DATASET ENTRIES »
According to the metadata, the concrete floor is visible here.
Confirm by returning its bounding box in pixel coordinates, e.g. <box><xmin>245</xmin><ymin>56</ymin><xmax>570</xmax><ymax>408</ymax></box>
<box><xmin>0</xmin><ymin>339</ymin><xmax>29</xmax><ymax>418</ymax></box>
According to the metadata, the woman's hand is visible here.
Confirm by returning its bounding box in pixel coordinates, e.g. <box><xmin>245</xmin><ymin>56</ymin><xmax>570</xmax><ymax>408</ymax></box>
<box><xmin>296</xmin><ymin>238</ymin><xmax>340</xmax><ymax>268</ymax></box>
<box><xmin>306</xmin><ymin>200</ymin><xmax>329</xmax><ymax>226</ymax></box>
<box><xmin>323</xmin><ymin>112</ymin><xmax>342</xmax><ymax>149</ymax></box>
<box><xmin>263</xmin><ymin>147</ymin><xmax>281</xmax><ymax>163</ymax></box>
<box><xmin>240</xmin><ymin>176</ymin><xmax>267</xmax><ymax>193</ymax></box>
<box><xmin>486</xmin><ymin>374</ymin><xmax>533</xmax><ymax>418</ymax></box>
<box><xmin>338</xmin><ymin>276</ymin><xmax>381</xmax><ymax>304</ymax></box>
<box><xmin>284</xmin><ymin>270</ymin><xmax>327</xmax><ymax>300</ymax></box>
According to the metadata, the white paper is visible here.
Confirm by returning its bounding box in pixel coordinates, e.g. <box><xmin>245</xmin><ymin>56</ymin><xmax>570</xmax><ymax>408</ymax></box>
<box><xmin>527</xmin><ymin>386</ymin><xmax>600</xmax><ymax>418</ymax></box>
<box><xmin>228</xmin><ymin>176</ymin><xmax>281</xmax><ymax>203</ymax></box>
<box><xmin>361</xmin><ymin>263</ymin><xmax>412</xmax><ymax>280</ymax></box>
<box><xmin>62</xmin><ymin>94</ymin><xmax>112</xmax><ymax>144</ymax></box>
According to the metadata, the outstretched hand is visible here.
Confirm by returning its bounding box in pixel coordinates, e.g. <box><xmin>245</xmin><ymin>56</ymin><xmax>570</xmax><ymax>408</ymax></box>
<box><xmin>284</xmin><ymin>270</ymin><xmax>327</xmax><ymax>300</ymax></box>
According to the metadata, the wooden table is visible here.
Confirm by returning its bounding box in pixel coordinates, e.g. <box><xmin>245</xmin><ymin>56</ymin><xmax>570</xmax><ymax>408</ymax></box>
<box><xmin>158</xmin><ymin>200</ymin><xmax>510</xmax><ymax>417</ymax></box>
...
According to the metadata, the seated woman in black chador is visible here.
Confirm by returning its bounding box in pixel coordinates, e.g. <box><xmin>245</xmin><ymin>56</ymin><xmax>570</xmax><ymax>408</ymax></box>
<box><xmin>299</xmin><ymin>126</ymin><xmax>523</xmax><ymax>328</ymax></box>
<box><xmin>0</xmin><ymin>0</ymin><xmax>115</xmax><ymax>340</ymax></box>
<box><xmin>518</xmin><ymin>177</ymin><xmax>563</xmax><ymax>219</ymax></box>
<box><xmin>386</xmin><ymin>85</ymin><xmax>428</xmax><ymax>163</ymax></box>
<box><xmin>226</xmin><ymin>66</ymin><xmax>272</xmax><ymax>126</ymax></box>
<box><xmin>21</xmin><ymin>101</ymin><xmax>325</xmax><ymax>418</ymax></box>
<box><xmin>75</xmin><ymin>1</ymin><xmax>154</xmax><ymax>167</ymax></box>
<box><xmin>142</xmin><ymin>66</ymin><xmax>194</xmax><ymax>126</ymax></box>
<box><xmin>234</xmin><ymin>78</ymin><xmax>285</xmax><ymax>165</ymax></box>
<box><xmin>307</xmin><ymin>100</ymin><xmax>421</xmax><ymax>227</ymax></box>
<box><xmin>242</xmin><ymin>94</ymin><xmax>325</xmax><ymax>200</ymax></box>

AIM OF THE EXERCISE »
Find every line in the items above that contains the word "hand", and copy each of those lines.

TASK ANSWER »
According to the metadata, the woman's hand is visible here.
According to the metadata, the outstretched hand is visible here.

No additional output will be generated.